'''

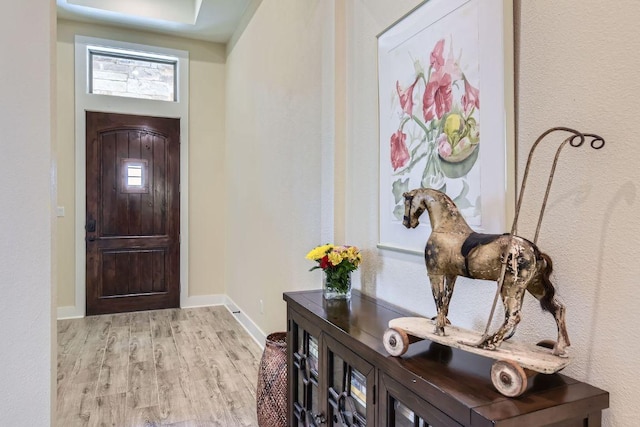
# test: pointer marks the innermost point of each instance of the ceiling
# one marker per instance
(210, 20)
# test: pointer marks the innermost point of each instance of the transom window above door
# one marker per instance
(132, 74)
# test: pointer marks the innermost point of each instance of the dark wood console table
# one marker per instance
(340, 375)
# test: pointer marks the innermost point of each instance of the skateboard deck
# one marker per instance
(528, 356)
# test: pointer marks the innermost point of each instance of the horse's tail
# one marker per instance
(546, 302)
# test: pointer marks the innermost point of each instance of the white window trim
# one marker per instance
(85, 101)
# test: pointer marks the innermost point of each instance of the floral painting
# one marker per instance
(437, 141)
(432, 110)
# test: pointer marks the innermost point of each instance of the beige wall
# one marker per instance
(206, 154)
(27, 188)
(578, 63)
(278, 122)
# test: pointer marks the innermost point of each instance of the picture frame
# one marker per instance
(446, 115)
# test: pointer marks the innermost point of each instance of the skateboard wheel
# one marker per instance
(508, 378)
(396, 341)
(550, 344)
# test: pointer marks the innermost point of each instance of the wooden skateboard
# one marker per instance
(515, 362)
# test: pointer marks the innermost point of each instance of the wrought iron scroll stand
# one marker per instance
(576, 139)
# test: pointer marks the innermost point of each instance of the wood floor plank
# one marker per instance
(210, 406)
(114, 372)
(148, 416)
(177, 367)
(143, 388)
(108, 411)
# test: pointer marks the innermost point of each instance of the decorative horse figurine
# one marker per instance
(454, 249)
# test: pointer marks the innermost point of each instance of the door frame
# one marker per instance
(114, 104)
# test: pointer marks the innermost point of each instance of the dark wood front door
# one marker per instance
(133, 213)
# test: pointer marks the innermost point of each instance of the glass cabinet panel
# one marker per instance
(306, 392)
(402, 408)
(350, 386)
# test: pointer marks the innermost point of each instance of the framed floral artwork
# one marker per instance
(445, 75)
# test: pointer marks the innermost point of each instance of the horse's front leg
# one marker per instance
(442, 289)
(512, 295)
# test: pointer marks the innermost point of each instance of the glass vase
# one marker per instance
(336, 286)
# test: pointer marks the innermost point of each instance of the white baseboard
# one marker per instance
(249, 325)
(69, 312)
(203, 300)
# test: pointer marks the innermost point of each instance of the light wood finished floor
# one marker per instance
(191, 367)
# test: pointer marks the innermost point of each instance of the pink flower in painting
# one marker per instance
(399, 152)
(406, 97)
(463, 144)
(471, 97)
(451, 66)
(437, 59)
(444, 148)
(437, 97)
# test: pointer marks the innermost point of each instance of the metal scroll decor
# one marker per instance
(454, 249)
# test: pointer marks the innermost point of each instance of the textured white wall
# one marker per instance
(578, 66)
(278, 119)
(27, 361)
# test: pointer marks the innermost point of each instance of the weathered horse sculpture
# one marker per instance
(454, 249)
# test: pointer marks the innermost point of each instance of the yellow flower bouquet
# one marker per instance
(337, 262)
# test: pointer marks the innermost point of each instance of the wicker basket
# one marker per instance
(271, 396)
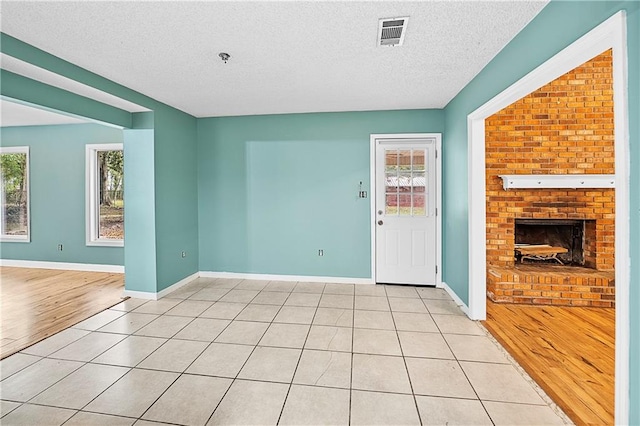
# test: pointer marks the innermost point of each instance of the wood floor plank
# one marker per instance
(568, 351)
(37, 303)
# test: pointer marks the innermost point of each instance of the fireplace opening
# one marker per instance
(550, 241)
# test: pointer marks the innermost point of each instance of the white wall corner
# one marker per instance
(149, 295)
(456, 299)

'''

What you have to do:
Word for word, reproduce all the data, but not the pictures.

Task result:
# test: pointer marks the innermost point of each instance of the ceiling
# one marker per instance
(210, 20)
# test: pointer marks the innermost point of each instance of the transom window above door
# one marker per instance
(132, 74)
# test: pointer marks the innermost point of each instance of the dark wood console table
# one marker per instance
(340, 375)
# test: pointer marks the innermost point of each instance of the skateboard deck
# one marker per instance
(528, 356)
# test: pointer marks the innermost point of each instance of the horse's tail
# one marker per instance
(546, 302)
# test: pointer marks the innermost point of each instance of the white window trim
# one marker per instance
(85, 101)
# test: pointer marks the innermost point of each instance of the floral painting
# one marker per instance
(437, 141)
(432, 110)
# test: pointer marks the innermost point of each instance of the beige wall
# one marker per instance
(206, 154)
(27, 188)
(578, 63)
(278, 122)
# test: pointer marks the innermost point of each instance of the picture frame
# one marker per instance
(446, 115)
# test: pointer marks the innermost point of each instance of the skateboard wheel
# one marker per instance
(508, 378)
(396, 341)
(550, 344)
# test: pointer marks the innermost point of each instance of the wooden skateboard
# one marker per instance
(515, 362)
# test: pointer marks the innermost point of each instance of the wrought iron scroll stand
# one marker per instance
(576, 139)
# test: pointer marks the innermost point of each instance of the wood floor plank
# one marker per instance
(210, 406)
(114, 372)
(148, 416)
(177, 367)
(143, 388)
(108, 411)
# test: pointer marks the innermost point of each instance of the decorative horse figurine
# one marker per instance
(454, 249)
# test: pointer marks the innermost point of each instance of the door frame
# one marker per instance
(114, 104)
# test: pointer marks the innermost point of each instance of the dark wood front door
# one marker per instance
(133, 213)
# test: pointer marks the innermost point of each instance of the glass cabinet panel
# one marker per instance
(306, 392)
(402, 408)
(350, 386)
# test: pointer marks the innermost point of each instance of the framed floral artwork
# one marker per instance
(445, 75)
# test: pointer marks the innermost point of each instance of the horse's front leg
# one marker per instance
(442, 289)
(512, 295)
# test: pointer marks the innermost point of each instance of the glass vase
# one marker per instance
(336, 286)
# test: pointer marks the innermost point of each instance of the white baseboard
# one marker per instance
(249, 325)
(69, 312)
(203, 300)
# test: pointer marks the innermost point of each instance of the light wood finished floor
# one marker per instance
(191, 367)
# test: pointer marks the innermost point of each instance of the pink flower in painting
# one marker per instance
(399, 152)
(406, 97)
(463, 144)
(471, 97)
(451, 66)
(437, 59)
(444, 148)
(437, 97)
# test: pointer marks the innermost point of each instance of the metal scroll decor
# one marker per instance
(454, 249)
# test: pointer marks the innermost point of each instance of the textured white wall
# one marker per instance
(578, 66)
(278, 119)
(27, 361)
# test: pointer marks the innermost point of each instance of the weathered horse sculpture
# one marker per instance
(454, 249)
# test: pointer marks the innermost point of each instance of the yellow flower bouquet
# one marker per instance
(337, 262)
# test: pointer marks the innermost point of each instance of the wicker basket
# one marker per instance
(271, 396)
# test: pointer marks the innermost point of each instance of the wood floor plank
# one marker per instance
(568, 351)
(37, 303)
# test: pointer marks the innermost point of each instance of the fireplace opening
# one marker per instance
(550, 241)
# test: pointer marks the innermost point of each instance of the white wall corner
# one marker per instance
(149, 295)
(456, 299)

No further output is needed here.